_PROBLEMS AND TASKS_.
• 1. Duplicate the passage from "But for the" to "but okay, whatever." in the excerpt on unmade movie sequels.
• 2. Render this sentence from the excerpt on unmade movie sequels in Spanish: "It isn’t really easy deciding which part of this unmade sequel is the strangest."
• 3. According to the excerpt on unmade movie sequels, what was the title of the Halloween sequel that would have leaned toward comedy?

SELECTED EXCERPT Block Start

In fairness, the “poor Jennifer” part was due to the fact that Bob Gale and Robert Zemeckis never intended for Back to the Future to even have a sequel. Zemeckis has said that if they knew there’d be a sequel, they would never have put Marty’s girlfriend and future wife in the car at the end of the first one. “When it came time for us to write Part II, we didn’t know what we were gonna do with Jennifer. She wasn’t a very well-defined character, so we had no idea what to do with her.” 

When Gale set out to write the second film of the time-travel franchise, the basics were there. Marty, Doc and Jennifer go to 2015, where Biff steals the Sports Almanac, but instead of traveling to 1955, Marty needs to go back to 1967 to stop Biff from mucking up life for everyone. Marty somehow ends up in a 1960s jail, and who else but his future mom Lorraine gets to bail him out. But this turn of events causes her to miss a weekend away in San Francisco with her hippie husband George, and Marty deduces that the particular weekend in question was when his parents humped him into existence. 

Yes, Marty’s goal in this version would’ve been both to stop Biff from getting rich and to get his dad’s penis into his mom’s vagina so he will be born. Which, if we’re honest, is closer to the first movie than what we got.

Halloween Almost Had a Sequel With Way More Comedy Than Horror

It’s true that a few of the more than 67 Halloween movies have been funnier than the rest. Be it the unintentionally hilarious “this doesn’t even make sense” gibberish that was Halloween Kills or the one where Busta Rhymes electrocutes Michael Myers’ nuts.

But for the most part, this is not a franchise known for the LOLs — which is why it would’ve been one heck of a swing if Halloween 666: The Origin ended up getting greenlit. 

In this rendition, the horror would’ve taken a back seat to some weird comedy set pieces. Loomis is now an inmate of Smith’s Grove after years of not dealing with his own obsession, and the main heroine is some reporter from Chicago named Dana Childress who dreams of Myers and ancient pagan ceremonies because why should Elm Street have a monopoly on slasher dreams? So far, so standard, until you realize that there’s a big subplot involving a cult recreating their shenanigans inside some virtual reality game, and did we mention Myers now lives in a homeless shelter? Yeah, apparently, everyone’s okay with the guy there, which is one bizarre take on unhoused people, but okay, whatever.

It isn’t really easy deciding which part of this unmade sequel is the strangest. Is it the scene that went full A Clockwork Orange and showed four teenagers dressed as those codpiece-loving maniacs beating Myers to a pulp while bellowing “Singin’ in the Rain”? Is it that one of these teens gets a rat stuffed down his throat? Is it the tabloid “Big Brother” approach to covering Haddonfield’s trauma?

SELECTED EXCERPT Block End
SOURCE MATERIAL Block Start

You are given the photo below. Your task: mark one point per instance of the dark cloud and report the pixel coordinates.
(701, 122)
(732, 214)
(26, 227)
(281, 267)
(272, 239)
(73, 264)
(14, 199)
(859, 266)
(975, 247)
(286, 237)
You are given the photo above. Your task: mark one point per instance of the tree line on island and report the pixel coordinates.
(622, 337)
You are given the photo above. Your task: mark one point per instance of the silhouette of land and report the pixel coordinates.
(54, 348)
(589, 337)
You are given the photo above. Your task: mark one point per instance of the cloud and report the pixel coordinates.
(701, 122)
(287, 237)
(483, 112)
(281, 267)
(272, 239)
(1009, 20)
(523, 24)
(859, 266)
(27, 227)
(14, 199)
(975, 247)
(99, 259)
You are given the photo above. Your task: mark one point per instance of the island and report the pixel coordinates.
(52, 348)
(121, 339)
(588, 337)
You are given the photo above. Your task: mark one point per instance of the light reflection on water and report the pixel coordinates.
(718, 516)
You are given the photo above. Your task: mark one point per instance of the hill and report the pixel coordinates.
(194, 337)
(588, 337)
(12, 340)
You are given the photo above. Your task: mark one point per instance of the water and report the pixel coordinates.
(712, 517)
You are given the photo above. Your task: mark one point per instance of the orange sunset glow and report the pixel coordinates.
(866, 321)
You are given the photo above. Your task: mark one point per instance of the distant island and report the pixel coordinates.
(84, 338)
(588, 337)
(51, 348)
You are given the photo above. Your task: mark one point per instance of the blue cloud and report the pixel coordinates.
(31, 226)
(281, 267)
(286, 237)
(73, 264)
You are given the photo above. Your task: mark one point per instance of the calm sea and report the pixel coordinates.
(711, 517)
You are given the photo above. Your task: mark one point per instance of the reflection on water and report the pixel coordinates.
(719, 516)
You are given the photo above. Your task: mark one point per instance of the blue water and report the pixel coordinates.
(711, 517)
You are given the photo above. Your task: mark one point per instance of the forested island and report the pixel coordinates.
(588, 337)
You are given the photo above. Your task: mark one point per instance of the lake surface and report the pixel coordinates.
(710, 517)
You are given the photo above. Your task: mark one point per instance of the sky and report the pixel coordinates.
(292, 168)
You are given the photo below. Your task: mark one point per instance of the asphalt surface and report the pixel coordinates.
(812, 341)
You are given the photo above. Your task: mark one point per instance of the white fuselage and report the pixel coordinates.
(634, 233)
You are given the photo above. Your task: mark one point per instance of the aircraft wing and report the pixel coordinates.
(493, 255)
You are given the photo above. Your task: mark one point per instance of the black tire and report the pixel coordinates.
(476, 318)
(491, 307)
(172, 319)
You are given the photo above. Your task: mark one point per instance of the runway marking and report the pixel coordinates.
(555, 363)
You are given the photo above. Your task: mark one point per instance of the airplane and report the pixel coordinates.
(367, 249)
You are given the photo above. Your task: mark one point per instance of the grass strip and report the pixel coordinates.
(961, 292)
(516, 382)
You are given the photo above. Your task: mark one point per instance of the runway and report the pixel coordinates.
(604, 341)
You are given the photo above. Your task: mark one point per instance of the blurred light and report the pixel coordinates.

SOURCE MATERIAL Block End

_PROBLEM SOLUTIONS_.
• 1.
But for the most part, this is not a franchise known for the LOLs — which is why it would’ve been one heck of a swing if Halloween 666: The Origin ended up getting greenlit. 

In this rendition, the horror would’ve taken a back seat to some weird comedy set pieces. Loomis is now an inmate of Smith’s Grove after years of not dealing with his own obsession, and the main heroine is some reporter from Chicago named Dana Childress who dreams of Myers and ancient pagan ceremonies because why should Elm Street have a monopoly on slasher dreams? So far, so standard, until you realize that there’s a big subplot involving a cult recreating their shenanigans inside some virtual reality game, and did we mention Myers now lives in a homeless shelter? Yeah, apparently, everyone’s okay with the guy there, which is one bizarre take on unhoused people, but okay, whatever.

• 2. No es realmente fácil decidir qué parte de esta secuela no realizada es la más extraña.

• 3. Halloween 666: The Origin